Tugas dan Latihan —
[a] Salin dengan persis bagian teks tentang delik gratifikasi, dimulai dari "UU Tipikor juga" dan terus hingga "oleh penuntut umum.".
[b] Teruskan teks tentang delik gratifikasi dalam UU Tipikor dari titik teks itu berhenti.

UU Tipikor juga menyatakan bahwa delik gratifikasi mengatur ancaman pidana bagi setiap pegawai negeri/penyelenggara negara yang menerima segala bentuk pemberian yang tidak sah dalam pelaksanaan tugasnya, atau yang diistilahkan sebagai gratifikasi yang dianggap suap dan tidak melaporkannya pada KPK dalam jangka waktu paling lama 30 hari kerja. Dalam sistem pelaporan ini, untuk menentukan ada atau tidaknya tindak pidana suap tersebut, penerima gratifikasi yang nilainya Rp10 juta atau lebih, wajib membuktikan bahwa pemberian bukan suap dilakukan oleh penerima gratifikasi. Sedangkan untuk yang nilainya kurang dari Rp10 juta, pembuktian bahwa gratifikasi sebagai suap dilakukan oleh penuntut umum.

Daftar Materi —
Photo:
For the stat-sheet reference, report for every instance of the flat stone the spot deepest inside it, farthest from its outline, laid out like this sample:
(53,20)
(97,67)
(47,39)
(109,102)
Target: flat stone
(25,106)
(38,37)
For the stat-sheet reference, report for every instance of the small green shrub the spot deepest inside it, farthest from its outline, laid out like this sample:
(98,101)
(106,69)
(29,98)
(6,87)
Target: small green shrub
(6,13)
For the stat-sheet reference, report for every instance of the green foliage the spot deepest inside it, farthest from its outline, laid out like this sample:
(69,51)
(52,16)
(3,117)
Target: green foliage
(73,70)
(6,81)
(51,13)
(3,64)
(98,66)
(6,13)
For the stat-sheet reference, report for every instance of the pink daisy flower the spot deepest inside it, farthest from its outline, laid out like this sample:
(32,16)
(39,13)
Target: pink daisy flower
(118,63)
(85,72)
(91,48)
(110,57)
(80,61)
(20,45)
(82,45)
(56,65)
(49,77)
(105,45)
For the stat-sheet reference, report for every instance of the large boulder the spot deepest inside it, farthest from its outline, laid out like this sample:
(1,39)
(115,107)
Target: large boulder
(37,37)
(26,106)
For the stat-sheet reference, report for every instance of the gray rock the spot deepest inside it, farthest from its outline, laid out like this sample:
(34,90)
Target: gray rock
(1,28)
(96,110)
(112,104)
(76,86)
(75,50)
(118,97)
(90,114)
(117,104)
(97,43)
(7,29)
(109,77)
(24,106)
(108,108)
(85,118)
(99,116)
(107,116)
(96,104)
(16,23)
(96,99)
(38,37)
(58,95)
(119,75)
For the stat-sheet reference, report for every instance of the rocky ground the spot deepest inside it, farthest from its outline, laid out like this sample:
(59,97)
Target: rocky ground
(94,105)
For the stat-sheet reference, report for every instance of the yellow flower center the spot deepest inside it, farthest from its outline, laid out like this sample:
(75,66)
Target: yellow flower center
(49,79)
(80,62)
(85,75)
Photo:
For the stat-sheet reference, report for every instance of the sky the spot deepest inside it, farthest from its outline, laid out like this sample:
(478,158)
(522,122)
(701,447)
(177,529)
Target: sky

Jawaban per Tugas —
[a]
UU Tipikor juga menyatakan bahwa delik gratifikasi mengatur ancaman pidana bagi setiap pegawai negeri/penyelenggara negara yang menerima segala bentuk pemberian yang tidak sah dalam pelaksanaan tugasnya, atau yang diistilahkan sebagai gratifikasi yang dianggap suap dan tidak melaporkannya pada KPK dalam jangka waktu paling lama 30 hari kerja. Dalam sistem pelaporan ini, untuk menentukan ada atau tidaknya tindak pidana suap tersebut, penerima gratifikasi yang nilainya Rp10 juta atau lebih, wajib membuktikan bahwa pemberian bukan suap dilakukan oleh penerima gratifikasi. Sedangkan untuk yang nilainya kurang dari Rp10 juta, pembuktian bahwa gratifikasi sebagai suap dilakukan oleh penuntut umum.

[b]
Bagi pegawai negeri/penyelenggara negara yang terbukti menerima gratifikasi, selanjutnya akan dikenakan pidana penjara seumur hidup atau pidana penjara paling singkat 4 tahun dan paling lama 20 tahun, dan pidana denda paling sedikit Rp200 juta dan paling banyak Rp1 miliar. Namun, hukuman tersebut dibebaskan bagi pegawai negeri/penyelenggara negara yang telah melaporkan penerimaan tersebut kepada KPK. Jaminan pembebasan hukuman ini akan memberikan rasa aman bagi pegawai negeri/penyelenggara negara dalam melaksanakan tugas dan fungsinya.
Di sisi lain, bagi pemberi gratifikasi, baik dalam kondisi penerima gratifikasi melaporkan maupun tidak melaporkan gratifikasi yang diterimanya kepada KPK, secara hukum dapat diancam pidana sebagai pemberi suap. Ancaman pidana bagi pemberi suap adalah pidana penjara paling singkat 1 tahun dan paling lama 5 tahun dan atau pidana denda paling sedikit Rp50 juta dan paling banyak Rp250 juta.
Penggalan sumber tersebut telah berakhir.